▶ [Short task]:
Extract each line below that contains the word "locomotive", copying those lines in full.

########################################

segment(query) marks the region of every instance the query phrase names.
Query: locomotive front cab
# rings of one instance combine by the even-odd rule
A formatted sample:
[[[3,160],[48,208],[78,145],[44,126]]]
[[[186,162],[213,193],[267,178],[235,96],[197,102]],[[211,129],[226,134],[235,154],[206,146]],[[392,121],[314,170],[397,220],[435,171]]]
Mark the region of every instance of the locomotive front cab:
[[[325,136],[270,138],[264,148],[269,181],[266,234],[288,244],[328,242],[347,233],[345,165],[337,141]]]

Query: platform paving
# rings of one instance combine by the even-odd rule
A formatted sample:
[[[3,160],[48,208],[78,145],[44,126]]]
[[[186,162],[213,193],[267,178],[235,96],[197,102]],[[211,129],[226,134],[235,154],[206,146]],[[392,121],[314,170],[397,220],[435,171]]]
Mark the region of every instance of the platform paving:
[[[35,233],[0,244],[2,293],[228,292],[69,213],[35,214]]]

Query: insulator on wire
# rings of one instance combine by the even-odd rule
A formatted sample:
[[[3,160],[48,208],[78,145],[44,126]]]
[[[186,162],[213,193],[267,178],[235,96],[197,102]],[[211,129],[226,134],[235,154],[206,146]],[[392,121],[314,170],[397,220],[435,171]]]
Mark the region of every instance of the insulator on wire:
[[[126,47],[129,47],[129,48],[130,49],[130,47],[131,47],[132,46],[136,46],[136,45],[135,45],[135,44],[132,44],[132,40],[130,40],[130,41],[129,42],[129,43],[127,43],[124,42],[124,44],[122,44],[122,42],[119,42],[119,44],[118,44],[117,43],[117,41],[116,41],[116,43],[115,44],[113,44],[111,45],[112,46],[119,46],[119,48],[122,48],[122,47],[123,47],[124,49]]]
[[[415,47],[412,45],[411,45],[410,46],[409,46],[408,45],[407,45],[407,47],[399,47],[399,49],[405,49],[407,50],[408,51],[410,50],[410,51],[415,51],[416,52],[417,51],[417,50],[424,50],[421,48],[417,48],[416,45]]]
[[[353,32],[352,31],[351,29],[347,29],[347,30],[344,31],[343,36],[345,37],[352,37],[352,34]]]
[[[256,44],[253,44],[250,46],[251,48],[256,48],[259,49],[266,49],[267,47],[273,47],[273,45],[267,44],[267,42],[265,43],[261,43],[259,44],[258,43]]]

########################################

▶ [Answer to the problem]:
Query: locomotive front cab
Mark the region of every instance of the locomotive front cab:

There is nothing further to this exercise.